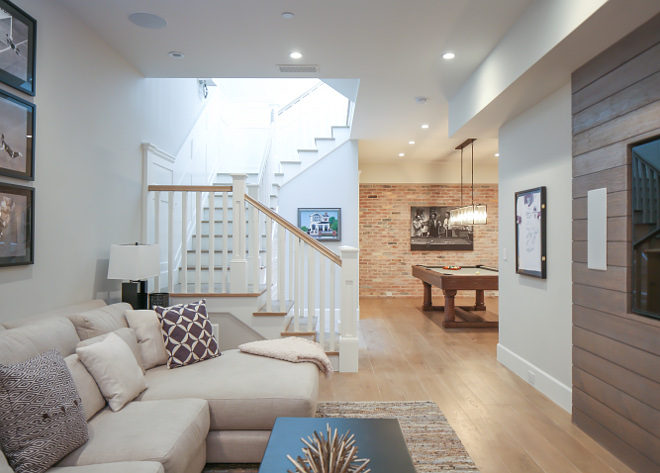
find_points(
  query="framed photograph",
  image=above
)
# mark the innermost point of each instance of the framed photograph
(17, 119)
(430, 230)
(16, 225)
(321, 224)
(530, 232)
(18, 35)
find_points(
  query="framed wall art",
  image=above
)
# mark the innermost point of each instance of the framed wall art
(16, 225)
(18, 35)
(17, 119)
(530, 232)
(321, 224)
(430, 230)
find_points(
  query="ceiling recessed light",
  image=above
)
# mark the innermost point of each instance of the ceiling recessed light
(147, 20)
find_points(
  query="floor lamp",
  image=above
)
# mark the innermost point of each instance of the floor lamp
(133, 264)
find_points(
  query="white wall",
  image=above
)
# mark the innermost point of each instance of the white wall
(535, 314)
(93, 112)
(428, 173)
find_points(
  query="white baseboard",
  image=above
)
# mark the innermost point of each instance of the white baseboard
(557, 391)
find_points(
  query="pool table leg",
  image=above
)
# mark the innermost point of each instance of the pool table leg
(428, 303)
(479, 303)
(450, 313)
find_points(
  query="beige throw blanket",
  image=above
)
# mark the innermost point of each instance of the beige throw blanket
(294, 349)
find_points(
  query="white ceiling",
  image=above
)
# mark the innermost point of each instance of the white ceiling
(393, 47)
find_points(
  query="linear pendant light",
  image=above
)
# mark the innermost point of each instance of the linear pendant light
(470, 214)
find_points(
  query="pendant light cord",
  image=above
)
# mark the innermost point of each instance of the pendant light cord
(472, 172)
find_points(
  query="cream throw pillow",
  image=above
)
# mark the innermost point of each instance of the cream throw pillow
(146, 326)
(115, 370)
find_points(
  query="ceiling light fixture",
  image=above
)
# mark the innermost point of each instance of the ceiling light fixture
(470, 214)
(147, 20)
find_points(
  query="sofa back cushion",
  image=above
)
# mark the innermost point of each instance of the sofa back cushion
(127, 335)
(27, 341)
(90, 395)
(99, 321)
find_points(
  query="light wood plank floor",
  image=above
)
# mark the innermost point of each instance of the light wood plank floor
(506, 425)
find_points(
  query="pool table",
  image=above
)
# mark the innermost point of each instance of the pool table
(477, 278)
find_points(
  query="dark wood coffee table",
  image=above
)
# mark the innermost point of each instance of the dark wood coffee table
(380, 440)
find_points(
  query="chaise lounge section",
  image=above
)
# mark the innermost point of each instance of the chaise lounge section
(218, 410)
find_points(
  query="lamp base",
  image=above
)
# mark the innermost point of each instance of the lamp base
(135, 293)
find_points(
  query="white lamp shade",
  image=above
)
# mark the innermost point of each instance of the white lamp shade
(133, 262)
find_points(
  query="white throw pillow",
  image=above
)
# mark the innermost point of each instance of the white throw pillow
(147, 329)
(115, 370)
(127, 335)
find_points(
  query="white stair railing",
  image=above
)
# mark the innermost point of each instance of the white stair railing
(298, 269)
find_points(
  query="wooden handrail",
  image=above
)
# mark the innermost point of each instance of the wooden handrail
(296, 231)
(189, 188)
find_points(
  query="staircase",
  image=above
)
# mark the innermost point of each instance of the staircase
(259, 273)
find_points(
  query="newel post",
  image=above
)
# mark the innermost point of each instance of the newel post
(349, 290)
(239, 264)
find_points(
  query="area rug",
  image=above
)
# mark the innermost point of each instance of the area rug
(432, 442)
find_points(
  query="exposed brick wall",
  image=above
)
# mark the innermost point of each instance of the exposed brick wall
(385, 255)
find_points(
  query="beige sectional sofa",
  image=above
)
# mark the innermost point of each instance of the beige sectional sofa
(219, 411)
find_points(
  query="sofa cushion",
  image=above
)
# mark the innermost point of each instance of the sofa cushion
(92, 399)
(42, 417)
(28, 341)
(187, 333)
(99, 321)
(115, 370)
(168, 432)
(245, 392)
(127, 335)
(146, 325)
(117, 467)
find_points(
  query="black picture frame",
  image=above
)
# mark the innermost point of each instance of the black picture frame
(18, 45)
(530, 220)
(17, 131)
(16, 225)
(430, 230)
(320, 230)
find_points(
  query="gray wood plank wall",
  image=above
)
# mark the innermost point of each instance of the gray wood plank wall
(616, 354)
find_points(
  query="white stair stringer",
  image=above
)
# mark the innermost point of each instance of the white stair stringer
(308, 157)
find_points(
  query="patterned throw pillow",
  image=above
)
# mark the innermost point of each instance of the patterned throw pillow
(187, 333)
(42, 418)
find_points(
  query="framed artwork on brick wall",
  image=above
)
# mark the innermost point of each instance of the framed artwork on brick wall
(16, 225)
(430, 230)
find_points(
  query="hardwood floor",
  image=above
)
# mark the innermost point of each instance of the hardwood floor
(506, 425)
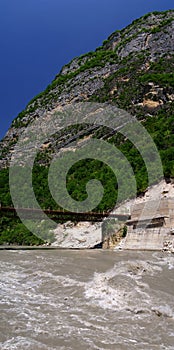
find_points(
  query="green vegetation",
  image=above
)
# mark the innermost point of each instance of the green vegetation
(136, 80)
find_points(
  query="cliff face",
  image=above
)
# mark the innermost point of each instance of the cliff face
(132, 69)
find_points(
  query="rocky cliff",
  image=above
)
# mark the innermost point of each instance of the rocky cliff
(133, 70)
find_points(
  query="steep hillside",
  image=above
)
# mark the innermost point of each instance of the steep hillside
(132, 70)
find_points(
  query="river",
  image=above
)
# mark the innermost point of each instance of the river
(86, 299)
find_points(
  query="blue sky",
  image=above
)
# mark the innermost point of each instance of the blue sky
(38, 37)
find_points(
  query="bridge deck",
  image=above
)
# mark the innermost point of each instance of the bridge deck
(88, 216)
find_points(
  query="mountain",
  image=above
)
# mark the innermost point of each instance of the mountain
(132, 70)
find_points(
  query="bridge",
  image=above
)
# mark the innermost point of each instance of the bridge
(57, 215)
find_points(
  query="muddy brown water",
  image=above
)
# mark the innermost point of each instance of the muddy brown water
(89, 299)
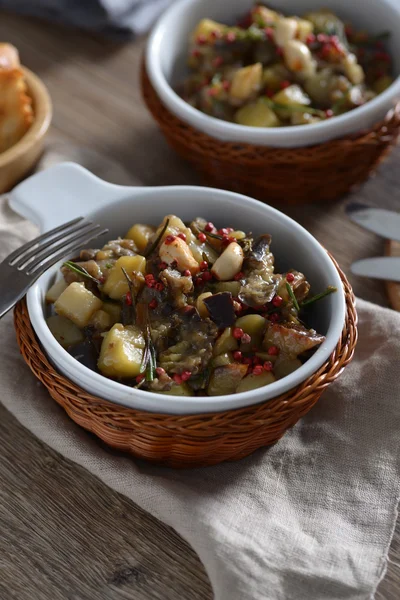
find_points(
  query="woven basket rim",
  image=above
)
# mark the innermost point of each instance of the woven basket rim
(330, 366)
(363, 135)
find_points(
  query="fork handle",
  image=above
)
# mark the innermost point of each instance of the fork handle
(60, 193)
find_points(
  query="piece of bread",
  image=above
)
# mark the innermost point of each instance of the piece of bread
(16, 113)
(9, 57)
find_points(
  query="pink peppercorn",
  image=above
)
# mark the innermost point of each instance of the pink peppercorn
(128, 299)
(257, 370)
(186, 375)
(277, 301)
(169, 239)
(245, 339)
(153, 304)
(237, 333)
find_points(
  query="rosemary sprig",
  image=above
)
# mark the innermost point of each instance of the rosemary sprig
(149, 360)
(158, 240)
(293, 107)
(215, 236)
(80, 270)
(372, 39)
(132, 306)
(329, 290)
(292, 296)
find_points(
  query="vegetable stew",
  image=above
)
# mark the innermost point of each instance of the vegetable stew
(272, 70)
(184, 309)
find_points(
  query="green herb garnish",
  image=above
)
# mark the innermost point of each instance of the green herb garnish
(80, 271)
(132, 305)
(157, 241)
(292, 296)
(149, 360)
(329, 290)
(293, 108)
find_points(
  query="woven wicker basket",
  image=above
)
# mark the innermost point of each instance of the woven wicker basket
(193, 440)
(294, 175)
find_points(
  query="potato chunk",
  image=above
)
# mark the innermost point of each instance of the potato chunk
(56, 290)
(141, 235)
(101, 320)
(121, 352)
(252, 382)
(77, 304)
(291, 96)
(65, 331)
(116, 285)
(257, 114)
(245, 84)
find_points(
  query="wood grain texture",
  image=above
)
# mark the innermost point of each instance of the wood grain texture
(64, 535)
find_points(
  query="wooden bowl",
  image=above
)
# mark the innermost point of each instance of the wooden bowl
(320, 173)
(195, 440)
(19, 160)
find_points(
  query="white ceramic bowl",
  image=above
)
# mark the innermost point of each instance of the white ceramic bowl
(66, 191)
(166, 60)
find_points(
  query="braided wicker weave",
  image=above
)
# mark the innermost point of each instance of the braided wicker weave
(193, 440)
(296, 175)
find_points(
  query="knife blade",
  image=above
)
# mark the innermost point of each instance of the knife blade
(381, 267)
(385, 223)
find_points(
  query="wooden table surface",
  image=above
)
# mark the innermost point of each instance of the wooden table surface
(114, 550)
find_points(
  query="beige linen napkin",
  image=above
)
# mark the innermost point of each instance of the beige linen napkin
(308, 519)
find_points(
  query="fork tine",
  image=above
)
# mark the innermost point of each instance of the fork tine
(36, 252)
(52, 256)
(23, 249)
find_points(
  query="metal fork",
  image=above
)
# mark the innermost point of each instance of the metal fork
(23, 266)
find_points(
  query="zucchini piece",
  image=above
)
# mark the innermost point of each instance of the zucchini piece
(65, 331)
(257, 114)
(226, 379)
(122, 352)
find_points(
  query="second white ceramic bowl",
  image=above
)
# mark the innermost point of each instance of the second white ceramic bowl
(166, 66)
(61, 193)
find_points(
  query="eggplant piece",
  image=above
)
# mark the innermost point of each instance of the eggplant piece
(260, 283)
(85, 353)
(220, 307)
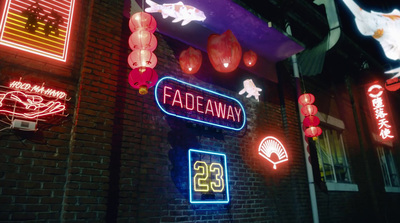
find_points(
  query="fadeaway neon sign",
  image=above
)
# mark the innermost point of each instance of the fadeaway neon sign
(31, 101)
(190, 102)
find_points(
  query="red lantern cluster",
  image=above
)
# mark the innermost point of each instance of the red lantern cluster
(224, 51)
(142, 59)
(190, 60)
(310, 122)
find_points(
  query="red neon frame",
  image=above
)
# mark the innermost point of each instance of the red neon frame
(15, 35)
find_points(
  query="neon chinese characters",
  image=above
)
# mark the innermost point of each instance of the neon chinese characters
(190, 102)
(381, 115)
(270, 145)
(208, 177)
(40, 27)
(29, 101)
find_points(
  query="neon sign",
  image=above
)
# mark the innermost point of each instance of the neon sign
(375, 92)
(187, 101)
(271, 145)
(40, 27)
(21, 103)
(208, 177)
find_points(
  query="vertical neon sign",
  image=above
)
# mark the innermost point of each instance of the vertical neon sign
(40, 27)
(208, 177)
(380, 112)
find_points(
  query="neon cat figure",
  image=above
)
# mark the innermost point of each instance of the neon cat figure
(29, 106)
(385, 28)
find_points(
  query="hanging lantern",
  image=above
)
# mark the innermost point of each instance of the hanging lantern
(143, 40)
(190, 60)
(309, 110)
(224, 51)
(249, 58)
(142, 21)
(306, 99)
(142, 58)
(143, 79)
(311, 121)
(313, 132)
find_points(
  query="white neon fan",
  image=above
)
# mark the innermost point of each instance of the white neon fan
(271, 145)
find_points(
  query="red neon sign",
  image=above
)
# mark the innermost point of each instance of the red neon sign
(22, 103)
(40, 27)
(271, 145)
(380, 112)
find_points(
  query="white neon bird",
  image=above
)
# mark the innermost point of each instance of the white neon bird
(179, 11)
(251, 89)
(385, 28)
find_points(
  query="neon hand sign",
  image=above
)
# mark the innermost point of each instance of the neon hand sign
(39, 27)
(381, 115)
(271, 145)
(208, 177)
(20, 102)
(190, 102)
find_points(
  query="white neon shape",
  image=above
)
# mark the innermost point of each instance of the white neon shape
(201, 176)
(197, 120)
(225, 178)
(271, 145)
(34, 50)
(251, 89)
(385, 28)
(30, 102)
(219, 177)
(375, 86)
(178, 10)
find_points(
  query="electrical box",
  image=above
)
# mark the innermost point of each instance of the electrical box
(23, 125)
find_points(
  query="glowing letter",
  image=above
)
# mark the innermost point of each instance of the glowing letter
(187, 107)
(165, 93)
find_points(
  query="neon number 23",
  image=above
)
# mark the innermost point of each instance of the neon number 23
(201, 179)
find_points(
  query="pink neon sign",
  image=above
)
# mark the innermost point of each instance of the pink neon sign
(40, 27)
(381, 115)
(22, 103)
(271, 145)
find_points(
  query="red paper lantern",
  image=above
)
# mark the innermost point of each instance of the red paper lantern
(224, 51)
(311, 121)
(142, 21)
(143, 40)
(142, 58)
(306, 99)
(249, 58)
(309, 110)
(190, 60)
(313, 132)
(143, 79)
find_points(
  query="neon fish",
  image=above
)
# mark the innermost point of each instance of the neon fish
(179, 11)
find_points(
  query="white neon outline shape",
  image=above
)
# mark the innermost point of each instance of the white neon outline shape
(29, 49)
(190, 178)
(375, 86)
(196, 120)
(204, 172)
(265, 149)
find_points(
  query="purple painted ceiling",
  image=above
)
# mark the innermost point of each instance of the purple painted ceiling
(251, 32)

◆ STATED EXERCISE: List every line of the rows above that contains the word "weave", copying each line in full.

◆ EXERCISE RESULT:
  query="braided wicker weave",
# mark the innermost point of each instance of the braided wicker weave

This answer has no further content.